__Exercise description__: Reproduce the material verbatim, starting at its first line and ending at the line containing "positive clicks: (324, 480)", with both of those lines included.

__Source records__:
*** Block opens ***
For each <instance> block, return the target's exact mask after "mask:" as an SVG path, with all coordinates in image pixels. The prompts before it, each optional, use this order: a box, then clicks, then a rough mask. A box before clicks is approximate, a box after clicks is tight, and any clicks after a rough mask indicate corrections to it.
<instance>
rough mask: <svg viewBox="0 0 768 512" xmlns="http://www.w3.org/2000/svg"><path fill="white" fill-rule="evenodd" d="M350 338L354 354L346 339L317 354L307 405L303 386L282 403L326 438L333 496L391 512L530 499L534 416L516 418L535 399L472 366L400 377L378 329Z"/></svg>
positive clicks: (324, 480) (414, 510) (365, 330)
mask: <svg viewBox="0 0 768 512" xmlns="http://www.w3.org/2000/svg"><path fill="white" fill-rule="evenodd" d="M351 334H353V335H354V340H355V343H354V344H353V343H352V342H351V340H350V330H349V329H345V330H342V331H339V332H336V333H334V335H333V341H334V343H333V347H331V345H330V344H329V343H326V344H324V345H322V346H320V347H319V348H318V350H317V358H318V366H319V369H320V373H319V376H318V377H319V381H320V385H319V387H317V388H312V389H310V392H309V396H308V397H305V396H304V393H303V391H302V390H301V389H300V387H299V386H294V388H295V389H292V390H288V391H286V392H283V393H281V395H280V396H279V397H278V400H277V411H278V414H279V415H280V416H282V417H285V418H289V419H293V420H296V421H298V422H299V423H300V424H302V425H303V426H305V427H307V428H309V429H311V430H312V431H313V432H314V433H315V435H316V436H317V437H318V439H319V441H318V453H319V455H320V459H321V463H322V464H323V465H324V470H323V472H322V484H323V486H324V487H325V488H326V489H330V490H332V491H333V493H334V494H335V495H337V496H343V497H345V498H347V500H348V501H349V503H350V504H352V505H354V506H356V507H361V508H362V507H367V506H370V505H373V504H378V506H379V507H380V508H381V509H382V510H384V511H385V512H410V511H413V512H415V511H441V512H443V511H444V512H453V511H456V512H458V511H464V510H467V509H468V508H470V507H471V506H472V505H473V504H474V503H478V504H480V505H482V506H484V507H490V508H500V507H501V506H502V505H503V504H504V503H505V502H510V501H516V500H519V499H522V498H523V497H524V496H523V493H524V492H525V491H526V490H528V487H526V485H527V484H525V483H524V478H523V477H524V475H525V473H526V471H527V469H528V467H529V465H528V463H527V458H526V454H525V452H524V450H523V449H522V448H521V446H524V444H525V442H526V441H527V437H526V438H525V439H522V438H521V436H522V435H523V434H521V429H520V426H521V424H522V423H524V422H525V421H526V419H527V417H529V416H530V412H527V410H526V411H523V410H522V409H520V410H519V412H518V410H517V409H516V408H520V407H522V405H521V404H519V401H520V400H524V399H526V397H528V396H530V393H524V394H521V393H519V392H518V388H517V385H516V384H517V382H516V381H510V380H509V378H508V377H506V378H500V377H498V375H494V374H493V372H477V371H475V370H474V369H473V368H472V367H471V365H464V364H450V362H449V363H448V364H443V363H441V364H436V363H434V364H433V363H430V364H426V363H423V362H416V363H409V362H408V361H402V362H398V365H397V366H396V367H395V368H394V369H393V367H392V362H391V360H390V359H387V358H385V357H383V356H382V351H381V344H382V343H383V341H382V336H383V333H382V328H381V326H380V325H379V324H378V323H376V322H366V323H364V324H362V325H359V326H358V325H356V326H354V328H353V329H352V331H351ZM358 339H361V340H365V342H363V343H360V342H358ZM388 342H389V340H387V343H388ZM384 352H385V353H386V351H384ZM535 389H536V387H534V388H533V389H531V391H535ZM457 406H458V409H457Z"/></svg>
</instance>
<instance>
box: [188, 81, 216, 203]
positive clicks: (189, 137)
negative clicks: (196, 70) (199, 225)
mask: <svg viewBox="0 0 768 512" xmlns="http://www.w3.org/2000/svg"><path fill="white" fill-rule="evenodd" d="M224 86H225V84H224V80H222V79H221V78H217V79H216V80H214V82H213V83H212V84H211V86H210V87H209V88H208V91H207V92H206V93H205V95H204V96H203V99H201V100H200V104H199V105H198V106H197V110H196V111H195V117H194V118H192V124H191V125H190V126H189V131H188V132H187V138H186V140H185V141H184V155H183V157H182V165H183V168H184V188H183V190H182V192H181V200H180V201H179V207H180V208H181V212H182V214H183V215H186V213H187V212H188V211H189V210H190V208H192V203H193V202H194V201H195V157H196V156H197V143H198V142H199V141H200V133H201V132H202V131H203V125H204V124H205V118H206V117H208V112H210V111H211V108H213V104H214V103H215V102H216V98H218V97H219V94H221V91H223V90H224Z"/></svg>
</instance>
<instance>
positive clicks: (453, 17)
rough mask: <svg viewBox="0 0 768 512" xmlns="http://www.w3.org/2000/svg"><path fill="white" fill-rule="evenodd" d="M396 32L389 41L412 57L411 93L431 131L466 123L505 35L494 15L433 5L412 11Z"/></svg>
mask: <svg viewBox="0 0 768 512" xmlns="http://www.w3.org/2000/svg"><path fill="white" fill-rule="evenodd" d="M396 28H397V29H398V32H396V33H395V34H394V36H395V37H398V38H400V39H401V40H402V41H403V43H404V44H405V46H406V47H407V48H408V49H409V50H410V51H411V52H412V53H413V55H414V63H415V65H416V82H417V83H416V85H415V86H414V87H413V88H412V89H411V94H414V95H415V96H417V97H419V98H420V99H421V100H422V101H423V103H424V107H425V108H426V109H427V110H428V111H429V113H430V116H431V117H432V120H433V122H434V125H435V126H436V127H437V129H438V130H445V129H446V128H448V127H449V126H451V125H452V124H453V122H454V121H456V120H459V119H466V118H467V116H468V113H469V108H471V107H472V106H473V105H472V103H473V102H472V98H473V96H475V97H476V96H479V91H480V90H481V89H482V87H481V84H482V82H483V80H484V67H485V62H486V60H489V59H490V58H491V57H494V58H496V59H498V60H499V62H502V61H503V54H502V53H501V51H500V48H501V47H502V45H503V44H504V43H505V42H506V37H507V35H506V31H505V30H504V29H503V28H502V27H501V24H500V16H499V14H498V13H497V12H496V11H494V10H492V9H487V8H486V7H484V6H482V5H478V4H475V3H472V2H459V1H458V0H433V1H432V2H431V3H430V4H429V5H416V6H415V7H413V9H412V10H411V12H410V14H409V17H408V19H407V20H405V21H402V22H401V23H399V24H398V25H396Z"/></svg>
*** Block closes ***
__Answer to this exercise__:
For each <instance> block, return the target's exact mask after "mask:" as an SVG path, with all coordinates in image pixels. The prompts before it, each optional, use this order: a box, then clicks, then a rough mask. A box before clicks is approximate, a box after clicks is tight, and any clicks after a rough mask indicate corrections to it.
<instance>
rough mask: <svg viewBox="0 0 768 512" xmlns="http://www.w3.org/2000/svg"><path fill="white" fill-rule="evenodd" d="M350 338L354 354L346 339L317 354L307 405L303 386L282 403L326 438L333 496L391 512L530 499L534 416L516 418L535 399L472 366L400 377L378 329Z"/></svg>
positive clicks: (324, 480) (414, 510) (365, 330)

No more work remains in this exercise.